**SUPPLIED DATA**

-------------------------

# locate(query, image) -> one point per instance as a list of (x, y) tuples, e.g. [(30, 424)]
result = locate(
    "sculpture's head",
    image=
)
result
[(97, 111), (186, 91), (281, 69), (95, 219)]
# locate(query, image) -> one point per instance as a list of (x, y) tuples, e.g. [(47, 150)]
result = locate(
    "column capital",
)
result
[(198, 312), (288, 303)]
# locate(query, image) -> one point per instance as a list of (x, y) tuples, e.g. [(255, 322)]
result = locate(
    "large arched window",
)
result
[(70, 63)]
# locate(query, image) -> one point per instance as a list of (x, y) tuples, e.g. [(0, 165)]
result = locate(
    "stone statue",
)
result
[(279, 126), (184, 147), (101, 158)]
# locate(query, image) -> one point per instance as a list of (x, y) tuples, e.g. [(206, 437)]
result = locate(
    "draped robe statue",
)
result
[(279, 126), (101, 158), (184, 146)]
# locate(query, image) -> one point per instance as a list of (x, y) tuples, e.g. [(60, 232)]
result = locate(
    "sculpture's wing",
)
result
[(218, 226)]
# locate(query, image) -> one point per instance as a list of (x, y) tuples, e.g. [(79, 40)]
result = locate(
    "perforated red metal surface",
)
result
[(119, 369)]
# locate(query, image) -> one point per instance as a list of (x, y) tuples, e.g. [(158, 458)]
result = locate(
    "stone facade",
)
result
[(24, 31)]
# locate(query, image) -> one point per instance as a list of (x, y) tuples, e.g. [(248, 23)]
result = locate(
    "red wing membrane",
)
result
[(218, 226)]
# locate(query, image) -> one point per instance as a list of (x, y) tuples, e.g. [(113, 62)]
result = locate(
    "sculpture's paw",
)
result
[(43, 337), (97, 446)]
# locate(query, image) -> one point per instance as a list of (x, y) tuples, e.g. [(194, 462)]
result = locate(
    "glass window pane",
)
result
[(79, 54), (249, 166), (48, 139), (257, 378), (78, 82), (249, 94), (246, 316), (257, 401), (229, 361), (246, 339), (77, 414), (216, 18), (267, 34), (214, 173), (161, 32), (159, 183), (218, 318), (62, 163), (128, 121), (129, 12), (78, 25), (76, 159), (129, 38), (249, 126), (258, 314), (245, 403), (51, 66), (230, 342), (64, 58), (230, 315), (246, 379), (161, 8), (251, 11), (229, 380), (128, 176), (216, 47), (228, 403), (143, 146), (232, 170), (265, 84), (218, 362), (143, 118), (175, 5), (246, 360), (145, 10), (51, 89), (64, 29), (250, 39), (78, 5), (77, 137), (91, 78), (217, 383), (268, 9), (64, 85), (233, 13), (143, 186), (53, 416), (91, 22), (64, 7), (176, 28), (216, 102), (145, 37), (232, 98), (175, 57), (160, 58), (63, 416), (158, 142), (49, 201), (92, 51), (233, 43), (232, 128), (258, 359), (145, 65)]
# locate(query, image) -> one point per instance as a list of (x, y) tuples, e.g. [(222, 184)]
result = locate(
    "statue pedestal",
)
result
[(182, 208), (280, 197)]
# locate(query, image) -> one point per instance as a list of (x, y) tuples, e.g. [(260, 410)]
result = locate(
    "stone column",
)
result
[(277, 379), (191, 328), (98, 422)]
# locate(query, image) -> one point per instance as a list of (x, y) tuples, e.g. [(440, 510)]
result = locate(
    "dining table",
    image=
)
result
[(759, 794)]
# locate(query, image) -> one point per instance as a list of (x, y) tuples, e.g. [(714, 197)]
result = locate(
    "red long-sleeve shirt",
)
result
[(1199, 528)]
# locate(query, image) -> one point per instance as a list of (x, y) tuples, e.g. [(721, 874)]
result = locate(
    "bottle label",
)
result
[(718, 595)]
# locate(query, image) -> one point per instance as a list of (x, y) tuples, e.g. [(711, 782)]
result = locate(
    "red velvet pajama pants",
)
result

-------------------------

**THE REQUEST**
Copy every line above verbatim, from the first to the last.

**TASK OUTPUT**
# locate(query, image) -> one point per instance as a list of (x, y) tuples, e.g. [(30, 424)]
result = locate(
    "sculpture's head",
    image=
)
result
[(97, 111), (186, 91), (281, 69), (95, 219)]
# locate(query, image) -> one point per instance as a list of (x, y) tuples, e.g. [(47, 150)]
result = locate(
    "column capital",
)
result
[(198, 312), (288, 303)]
# locate(query, image) -> one point per instance as a list of (x, y) tuples, e.g. [(255, 322)]
result = locate(
    "large arched window",
)
result
[(70, 63)]
# locate(query, image) -> one point per instance as a list of (x, y) tuples, e.g. [(0, 165)]
result = locate(
    "stone statue",
)
result
[(279, 126), (184, 147), (101, 158)]
# locate(query, image) -> one point per instance as a list of (x, y) tuples, e.g. [(206, 437)]
result = locate(
    "draped robe statue",
)
result
[(279, 126), (101, 158), (184, 146)]
# locate(query, image) -> one point per instance as a list of (x, y) tuples, e.g. [(60, 232)]
result = locate(
    "sculpture's wing",
)
result
[(218, 226)]
# locate(query, image) -> one point per instance as a list of (x, y) tuples, e.g. [(79, 40)]
result = locate(
    "perforated red metal surface",
)
result
[(119, 369)]
# locate(query, image) -> one point per instance as a list of (x, y) tuples, e.g. [(158, 458)]
result = locate(
    "stone facade",
)
result
[(24, 31)]
# locate(query, image) -> one point per instance as a list of (x, y) tuples, e.g. [(248, 23)]
result = locate(
    "red wing membrane",
)
result
[(218, 226)]
# locate(query, image) -> one point per instance as a list of (x, y) tuples, e.g. [(113, 62)]
result = locate(
    "sculpture's paw",
)
result
[(43, 337), (97, 446)]
# locate(query, image) -> one point per instance as a list of (x, y) tuples, e.g. [(194, 462)]
result = locate(
    "glass window pane",
)
result
[(79, 54), (249, 166), (48, 139), (257, 378), (78, 82), (249, 94), (246, 316), (257, 401), (229, 361), (246, 339), (77, 414), (216, 18), (267, 34), (214, 173), (161, 32), (159, 183), (218, 318), (62, 163), (128, 121), (129, 12), (78, 25), (76, 159), (129, 38), (249, 126), (258, 314), (245, 403), (51, 66), (230, 342), (64, 58), (230, 315), (246, 379), (161, 8), (251, 11), (229, 380), (128, 176), (216, 47), (228, 403), (143, 146), (232, 170), (265, 84), (218, 362), (143, 118), (175, 5), (246, 360), (145, 10), (51, 89), (64, 29), (250, 39), (78, 5), (77, 137), (91, 78), (217, 383), (268, 9), (64, 85), (233, 13), (143, 186), (53, 416), (91, 22), (64, 7), (176, 28), (216, 102), (145, 37), (232, 98), (175, 57), (160, 58), (63, 416), (158, 142), (49, 201), (92, 51), (233, 43), (232, 128), (258, 359), (145, 65)]
# locate(query, image) -> one point per instance as a list of (x, y) tuples, e.g. [(222, 184)]
result = locate(
    "statue pedestal",
)
result
[(182, 208), (280, 197)]
# locate(query, image) -> one point per instance as a list of (x, y) tuples, e.g. [(260, 410)]
result = locate(
    "stone column",
)
result
[(277, 379), (191, 328), (98, 422)]
# locate(query, image) -> one point per instance as a list of (x, y) tuples, e.g. [(440, 510)]
result = locate(
    "dining table",
    image=
)
result
[(759, 794)]
# locate(query, image) -> one point per instance as a list of (x, y) tuples, e.g. [(714, 197)]
result = locate(
    "red long-sleeve shirt",
)
result
[(1199, 528)]
# locate(query, image) -> one point per instance as a list of (x, y) tuples, e.g. [(721, 874)]
result = locate(
    "bottle label",
)
result
[(718, 595)]
# locate(query, image) -> one point per instance as a list of (x, y) tuples, e.g. [(711, 782)]
result = locate(
    "red velvet pajama pants",
)
result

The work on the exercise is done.